=== Document ===
We will define a couple of utility functions for downloading files from a given web address and for creating a direcotry

In [1]:
#Set up utility functions for downloading data and organizing our folders

import urllib.request
import shutil
import os


def download_file(url, local_filepath):
    """Download a file from a remote url and save to a local filepath
    
    url - the web address of the file you want to download as a string
    local_filepath - the local filepath to which the file will be saved
    """

    print(f"Downloading file: {url}")
    # This is slightly convoluted-looking, but we are getting a response from the webpage and
    # then copying that to the file. 

    #Hat-tip to stack overflow: 
    #https://stackoverflow.com/questions/7243750/download-file-from-web-in-python-3

    with urllib.request.urlopen(url) as response, open(local_filepath, 'wb') as out_file:
        shutil.copyfileobj(response, out_file)
    
    print(f"Saved to local filepath: {local_filepath}")

=== Data shown ===
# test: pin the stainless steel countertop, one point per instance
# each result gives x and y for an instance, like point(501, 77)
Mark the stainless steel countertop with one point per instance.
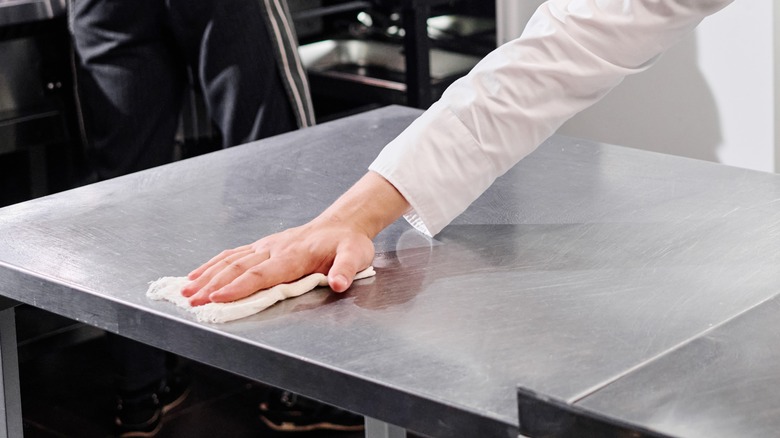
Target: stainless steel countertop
point(582, 263)
point(725, 383)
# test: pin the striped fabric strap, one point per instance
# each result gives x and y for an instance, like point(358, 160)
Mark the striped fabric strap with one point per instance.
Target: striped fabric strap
point(291, 68)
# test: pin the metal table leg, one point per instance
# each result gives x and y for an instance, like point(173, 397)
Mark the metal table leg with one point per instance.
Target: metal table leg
point(379, 429)
point(11, 404)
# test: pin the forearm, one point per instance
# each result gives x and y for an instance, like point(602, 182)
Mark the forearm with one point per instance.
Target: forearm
point(370, 206)
point(570, 55)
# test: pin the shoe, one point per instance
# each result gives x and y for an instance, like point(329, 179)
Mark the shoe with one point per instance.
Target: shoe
point(284, 411)
point(139, 414)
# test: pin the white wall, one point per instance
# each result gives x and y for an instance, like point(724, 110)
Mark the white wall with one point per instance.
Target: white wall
point(712, 97)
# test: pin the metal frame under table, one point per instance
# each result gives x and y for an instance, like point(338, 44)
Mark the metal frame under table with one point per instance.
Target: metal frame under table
point(582, 263)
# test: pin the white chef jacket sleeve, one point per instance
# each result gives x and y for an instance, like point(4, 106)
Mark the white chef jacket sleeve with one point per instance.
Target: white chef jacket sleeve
point(570, 55)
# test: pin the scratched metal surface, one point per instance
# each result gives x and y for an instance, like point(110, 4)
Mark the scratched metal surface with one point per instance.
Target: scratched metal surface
point(583, 262)
point(723, 384)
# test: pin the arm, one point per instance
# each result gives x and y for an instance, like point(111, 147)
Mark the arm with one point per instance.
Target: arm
point(570, 55)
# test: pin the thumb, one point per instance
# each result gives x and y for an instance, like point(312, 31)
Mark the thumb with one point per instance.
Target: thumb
point(345, 265)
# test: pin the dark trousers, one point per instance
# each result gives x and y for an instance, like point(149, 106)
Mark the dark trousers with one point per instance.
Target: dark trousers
point(132, 61)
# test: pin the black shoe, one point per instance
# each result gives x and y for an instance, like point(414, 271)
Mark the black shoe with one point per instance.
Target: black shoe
point(284, 411)
point(139, 414)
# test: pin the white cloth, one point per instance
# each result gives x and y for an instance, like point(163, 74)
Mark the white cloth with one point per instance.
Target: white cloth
point(570, 55)
point(169, 289)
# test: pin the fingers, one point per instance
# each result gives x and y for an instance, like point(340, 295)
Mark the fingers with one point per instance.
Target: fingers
point(271, 272)
point(214, 260)
point(221, 274)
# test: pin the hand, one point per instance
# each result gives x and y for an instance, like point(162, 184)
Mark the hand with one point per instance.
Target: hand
point(337, 243)
point(323, 245)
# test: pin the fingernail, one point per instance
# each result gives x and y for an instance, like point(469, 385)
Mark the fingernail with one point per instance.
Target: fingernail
point(341, 282)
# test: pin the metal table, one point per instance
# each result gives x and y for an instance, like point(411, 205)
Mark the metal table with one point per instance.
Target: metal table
point(581, 264)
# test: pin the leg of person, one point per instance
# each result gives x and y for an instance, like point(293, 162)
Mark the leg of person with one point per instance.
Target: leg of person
point(231, 51)
point(130, 83)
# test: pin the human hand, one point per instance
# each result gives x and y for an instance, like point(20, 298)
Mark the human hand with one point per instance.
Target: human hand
point(324, 245)
point(337, 243)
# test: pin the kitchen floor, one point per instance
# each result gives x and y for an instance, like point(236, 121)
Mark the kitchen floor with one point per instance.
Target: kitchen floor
point(67, 393)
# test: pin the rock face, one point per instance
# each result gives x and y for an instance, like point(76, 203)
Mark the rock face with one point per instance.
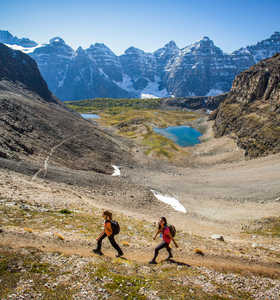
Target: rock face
point(18, 67)
point(251, 111)
point(7, 38)
point(200, 69)
point(35, 125)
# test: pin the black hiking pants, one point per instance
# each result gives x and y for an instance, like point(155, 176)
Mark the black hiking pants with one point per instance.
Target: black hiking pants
point(161, 246)
point(112, 241)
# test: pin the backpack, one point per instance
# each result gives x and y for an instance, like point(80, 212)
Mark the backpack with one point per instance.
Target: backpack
point(172, 230)
point(115, 227)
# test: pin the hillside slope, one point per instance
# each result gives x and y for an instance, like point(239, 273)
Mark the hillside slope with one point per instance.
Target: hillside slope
point(251, 110)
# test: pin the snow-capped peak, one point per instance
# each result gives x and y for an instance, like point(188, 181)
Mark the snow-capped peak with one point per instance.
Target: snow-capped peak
point(171, 45)
point(57, 40)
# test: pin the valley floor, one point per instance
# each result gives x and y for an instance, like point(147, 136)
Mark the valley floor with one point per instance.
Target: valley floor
point(49, 225)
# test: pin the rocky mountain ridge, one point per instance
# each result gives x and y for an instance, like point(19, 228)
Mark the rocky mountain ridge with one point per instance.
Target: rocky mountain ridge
point(250, 112)
point(34, 124)
point(200, 69)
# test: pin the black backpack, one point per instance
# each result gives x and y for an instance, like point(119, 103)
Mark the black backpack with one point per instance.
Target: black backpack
point(115, 227)
point(172, 230)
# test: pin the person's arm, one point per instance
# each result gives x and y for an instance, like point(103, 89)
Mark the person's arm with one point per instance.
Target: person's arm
point(100, 235)
point(108, 229)
point(159, 230)
point(171, 237)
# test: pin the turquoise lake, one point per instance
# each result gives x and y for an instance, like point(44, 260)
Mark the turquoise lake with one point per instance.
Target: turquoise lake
point(90, 116)
point(183, 136)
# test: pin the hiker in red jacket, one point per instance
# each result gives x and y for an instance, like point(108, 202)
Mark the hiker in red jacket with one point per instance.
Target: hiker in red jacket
point(108, 232)
point(164, 230)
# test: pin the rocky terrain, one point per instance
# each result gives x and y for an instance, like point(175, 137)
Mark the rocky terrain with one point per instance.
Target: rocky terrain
point(199, 69)
point(56, 179)
point(35, 125)
point(250, 112)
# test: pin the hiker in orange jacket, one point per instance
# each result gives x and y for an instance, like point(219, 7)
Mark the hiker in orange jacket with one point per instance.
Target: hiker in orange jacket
point(164, 230)
point(108, 232)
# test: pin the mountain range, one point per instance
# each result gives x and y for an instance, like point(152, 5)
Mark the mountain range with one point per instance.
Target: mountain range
point(200, 69)
point(35, 124)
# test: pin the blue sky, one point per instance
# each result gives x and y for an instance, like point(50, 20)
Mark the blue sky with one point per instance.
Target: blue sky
point(145, 24)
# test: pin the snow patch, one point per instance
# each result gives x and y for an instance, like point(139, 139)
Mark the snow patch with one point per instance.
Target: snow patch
point(214, 92)
point(117, 171)
point(24, 49)
point(170, 201)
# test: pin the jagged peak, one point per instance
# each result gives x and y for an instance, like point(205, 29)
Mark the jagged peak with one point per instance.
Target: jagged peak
point(99, 45)
point(171, 44)
point(275, 35)
point(57, 40)
point(133, 50)
point(6, 33)
point(80, 50)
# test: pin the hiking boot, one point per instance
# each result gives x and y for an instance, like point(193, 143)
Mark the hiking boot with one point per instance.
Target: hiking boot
point(152, 262)
point(96, 251)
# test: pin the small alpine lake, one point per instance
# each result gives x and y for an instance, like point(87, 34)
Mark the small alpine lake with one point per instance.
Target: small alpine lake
point(183, 136)
point(90, 116)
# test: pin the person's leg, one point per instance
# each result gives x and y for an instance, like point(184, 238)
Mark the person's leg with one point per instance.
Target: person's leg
point(115, 245)
point(99, 244)
point(169, 251)
point(159, 247)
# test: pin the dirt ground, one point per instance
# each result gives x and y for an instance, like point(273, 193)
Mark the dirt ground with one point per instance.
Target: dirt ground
point(221, 191)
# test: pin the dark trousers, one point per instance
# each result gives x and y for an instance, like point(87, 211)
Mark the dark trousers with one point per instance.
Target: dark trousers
point(161, 246)
point(112, 241)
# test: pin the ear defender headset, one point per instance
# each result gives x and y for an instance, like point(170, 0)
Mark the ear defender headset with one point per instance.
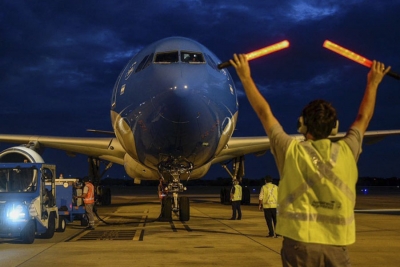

=== Directive A ===
Determine whether each of the following statements agrees with the download utility code, answering yes or no and quoting the deciding words of that code: (i) the download_file function prints the web address before the download begins; (ii) the local file is opened in plain text write mode; (iii) the function copies the response to the file by means of shutil.
=== Directive B ===
In the records, change "blue sky" to "cloudy sky" in the lines from the line with "# test: pin the blue" to the line with "point(145, 24)", and reproduce only those lines with everything else unchanged.

=== Exercise output A ===
(i) Yes: "print(f"Downloading file: {url}")"
(ii) No: "open(local_filepath, 'wb')"
(iii) Yes: "shutil.copyfileobj(response, out_file)"

=== Exercise output B ===
# test: pin the cloudy sky, one point per instance
# each result gives x and y for an instance, like point(50, 20)
Mark the cloudy sky with one point per instance.
Target: cloudy sky
point(145, 24)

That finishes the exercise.